■ **할 일**: 아래 항목에서 "white"라는 단어가 들어 있는 줄이 몇 개인지 세어 그 수만 적으세요.

■ **주석 기록**:
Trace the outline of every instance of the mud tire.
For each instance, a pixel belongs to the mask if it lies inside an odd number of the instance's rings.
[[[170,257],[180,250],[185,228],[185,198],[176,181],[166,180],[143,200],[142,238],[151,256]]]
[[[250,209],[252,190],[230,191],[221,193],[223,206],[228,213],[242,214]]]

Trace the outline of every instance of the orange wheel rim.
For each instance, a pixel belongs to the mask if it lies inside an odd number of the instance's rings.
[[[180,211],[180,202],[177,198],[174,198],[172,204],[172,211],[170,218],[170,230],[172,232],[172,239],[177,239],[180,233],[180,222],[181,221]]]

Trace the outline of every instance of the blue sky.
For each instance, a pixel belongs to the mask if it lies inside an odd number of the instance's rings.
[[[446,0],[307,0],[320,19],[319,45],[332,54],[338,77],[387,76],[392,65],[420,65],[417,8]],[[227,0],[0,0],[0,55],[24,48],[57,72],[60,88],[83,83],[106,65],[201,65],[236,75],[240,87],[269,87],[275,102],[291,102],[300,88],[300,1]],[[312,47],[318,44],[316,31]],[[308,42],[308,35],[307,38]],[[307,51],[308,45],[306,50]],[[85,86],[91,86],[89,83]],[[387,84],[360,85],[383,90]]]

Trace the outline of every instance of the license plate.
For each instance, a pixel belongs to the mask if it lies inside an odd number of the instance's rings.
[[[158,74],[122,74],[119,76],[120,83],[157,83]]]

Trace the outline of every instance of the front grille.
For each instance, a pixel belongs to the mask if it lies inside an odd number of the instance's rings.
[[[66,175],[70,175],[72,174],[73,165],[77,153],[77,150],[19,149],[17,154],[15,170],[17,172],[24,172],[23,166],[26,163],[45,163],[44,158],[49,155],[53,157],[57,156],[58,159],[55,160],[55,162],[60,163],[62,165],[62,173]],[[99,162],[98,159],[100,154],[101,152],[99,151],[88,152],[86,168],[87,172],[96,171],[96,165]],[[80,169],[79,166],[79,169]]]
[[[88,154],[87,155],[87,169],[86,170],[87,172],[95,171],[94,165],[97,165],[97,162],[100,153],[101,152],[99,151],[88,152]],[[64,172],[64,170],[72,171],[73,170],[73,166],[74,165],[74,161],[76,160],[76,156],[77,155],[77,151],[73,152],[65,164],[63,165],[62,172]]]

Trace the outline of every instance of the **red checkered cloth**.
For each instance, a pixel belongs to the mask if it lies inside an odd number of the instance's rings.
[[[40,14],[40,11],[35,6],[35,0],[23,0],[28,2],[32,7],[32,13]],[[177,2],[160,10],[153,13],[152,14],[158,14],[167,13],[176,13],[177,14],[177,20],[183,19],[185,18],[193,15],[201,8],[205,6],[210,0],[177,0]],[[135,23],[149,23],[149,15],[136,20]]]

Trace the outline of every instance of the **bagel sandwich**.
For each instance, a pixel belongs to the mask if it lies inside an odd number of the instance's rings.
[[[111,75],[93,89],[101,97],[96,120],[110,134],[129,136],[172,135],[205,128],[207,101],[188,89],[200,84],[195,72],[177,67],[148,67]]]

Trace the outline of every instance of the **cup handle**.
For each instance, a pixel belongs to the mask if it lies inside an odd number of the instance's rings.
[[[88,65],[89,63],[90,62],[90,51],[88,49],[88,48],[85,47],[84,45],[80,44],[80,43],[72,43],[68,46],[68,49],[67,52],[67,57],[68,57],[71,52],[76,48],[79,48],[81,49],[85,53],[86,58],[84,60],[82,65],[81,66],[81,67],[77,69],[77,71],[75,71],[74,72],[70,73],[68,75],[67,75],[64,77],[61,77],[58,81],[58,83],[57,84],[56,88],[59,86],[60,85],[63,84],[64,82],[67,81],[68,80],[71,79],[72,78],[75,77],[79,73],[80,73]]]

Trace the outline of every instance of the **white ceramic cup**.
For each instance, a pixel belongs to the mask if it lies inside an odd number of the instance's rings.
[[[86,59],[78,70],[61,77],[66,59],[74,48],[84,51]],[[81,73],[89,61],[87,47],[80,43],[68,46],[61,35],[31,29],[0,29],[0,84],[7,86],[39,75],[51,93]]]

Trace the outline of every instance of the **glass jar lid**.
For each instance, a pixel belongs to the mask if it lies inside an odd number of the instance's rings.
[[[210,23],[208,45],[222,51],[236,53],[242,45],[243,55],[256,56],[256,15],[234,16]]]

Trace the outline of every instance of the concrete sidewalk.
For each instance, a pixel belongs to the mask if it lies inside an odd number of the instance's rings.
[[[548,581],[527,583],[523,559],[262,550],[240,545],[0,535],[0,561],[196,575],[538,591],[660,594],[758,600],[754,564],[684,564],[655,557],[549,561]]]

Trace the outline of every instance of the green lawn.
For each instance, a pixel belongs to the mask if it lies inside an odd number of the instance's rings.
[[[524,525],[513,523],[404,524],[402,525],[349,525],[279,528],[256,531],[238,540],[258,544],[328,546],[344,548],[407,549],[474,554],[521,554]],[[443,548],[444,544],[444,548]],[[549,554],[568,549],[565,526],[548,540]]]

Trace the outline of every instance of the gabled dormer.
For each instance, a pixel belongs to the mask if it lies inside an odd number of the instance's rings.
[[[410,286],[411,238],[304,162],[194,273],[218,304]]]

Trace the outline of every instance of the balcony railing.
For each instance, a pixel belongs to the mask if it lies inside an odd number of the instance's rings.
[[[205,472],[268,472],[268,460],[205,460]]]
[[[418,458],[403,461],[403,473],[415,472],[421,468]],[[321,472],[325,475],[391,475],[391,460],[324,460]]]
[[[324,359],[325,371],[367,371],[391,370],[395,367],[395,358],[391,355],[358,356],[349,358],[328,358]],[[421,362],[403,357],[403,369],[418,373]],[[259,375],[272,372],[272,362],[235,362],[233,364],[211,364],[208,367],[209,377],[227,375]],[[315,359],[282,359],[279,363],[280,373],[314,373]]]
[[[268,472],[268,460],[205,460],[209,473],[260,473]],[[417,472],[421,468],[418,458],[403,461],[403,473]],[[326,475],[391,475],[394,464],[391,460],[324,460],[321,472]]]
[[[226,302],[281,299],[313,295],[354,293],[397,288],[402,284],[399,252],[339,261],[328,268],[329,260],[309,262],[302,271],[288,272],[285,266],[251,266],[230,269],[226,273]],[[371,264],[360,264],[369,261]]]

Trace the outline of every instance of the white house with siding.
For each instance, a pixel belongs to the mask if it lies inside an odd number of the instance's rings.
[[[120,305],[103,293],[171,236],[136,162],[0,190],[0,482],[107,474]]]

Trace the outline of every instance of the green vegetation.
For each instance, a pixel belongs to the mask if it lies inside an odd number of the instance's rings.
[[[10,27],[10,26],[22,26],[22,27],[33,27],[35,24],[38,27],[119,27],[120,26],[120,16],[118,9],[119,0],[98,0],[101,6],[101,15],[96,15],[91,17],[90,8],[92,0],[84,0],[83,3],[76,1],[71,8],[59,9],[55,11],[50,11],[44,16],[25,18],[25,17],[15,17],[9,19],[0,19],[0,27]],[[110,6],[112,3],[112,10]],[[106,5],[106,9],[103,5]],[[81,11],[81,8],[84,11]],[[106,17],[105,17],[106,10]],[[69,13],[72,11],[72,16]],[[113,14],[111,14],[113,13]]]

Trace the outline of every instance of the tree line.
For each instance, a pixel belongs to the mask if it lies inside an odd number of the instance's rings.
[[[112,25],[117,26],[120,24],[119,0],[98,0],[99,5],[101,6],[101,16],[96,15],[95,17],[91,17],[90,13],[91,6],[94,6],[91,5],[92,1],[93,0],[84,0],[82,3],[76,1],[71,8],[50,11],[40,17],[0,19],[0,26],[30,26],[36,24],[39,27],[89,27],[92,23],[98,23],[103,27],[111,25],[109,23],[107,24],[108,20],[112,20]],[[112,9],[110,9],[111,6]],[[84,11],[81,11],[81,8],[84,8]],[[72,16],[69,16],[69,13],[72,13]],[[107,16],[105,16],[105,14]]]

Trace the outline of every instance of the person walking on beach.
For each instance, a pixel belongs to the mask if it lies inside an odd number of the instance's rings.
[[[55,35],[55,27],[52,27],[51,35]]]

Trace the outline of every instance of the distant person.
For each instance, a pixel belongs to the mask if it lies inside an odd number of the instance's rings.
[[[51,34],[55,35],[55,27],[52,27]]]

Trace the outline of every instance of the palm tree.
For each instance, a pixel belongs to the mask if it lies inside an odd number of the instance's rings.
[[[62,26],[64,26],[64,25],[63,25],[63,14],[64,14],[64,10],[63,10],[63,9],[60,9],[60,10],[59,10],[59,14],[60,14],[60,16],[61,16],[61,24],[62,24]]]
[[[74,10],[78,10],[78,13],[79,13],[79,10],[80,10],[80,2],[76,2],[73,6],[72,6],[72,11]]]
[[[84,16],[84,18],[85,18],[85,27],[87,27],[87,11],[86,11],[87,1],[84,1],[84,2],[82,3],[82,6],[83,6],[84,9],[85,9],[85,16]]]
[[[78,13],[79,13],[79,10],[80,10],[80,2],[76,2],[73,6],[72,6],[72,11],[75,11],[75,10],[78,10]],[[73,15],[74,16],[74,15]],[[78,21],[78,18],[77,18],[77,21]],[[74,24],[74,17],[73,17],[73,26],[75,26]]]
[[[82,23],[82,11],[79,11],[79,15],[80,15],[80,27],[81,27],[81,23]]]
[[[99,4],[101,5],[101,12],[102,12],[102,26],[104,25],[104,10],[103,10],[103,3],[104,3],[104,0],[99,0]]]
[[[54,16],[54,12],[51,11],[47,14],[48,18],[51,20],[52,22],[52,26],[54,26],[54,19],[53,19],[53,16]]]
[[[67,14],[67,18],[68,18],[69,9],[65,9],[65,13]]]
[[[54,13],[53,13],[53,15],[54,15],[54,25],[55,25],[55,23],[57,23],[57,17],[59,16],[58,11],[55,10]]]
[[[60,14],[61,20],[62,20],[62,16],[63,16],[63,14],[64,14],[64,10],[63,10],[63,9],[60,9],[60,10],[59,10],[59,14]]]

■ **작업 결과**: 2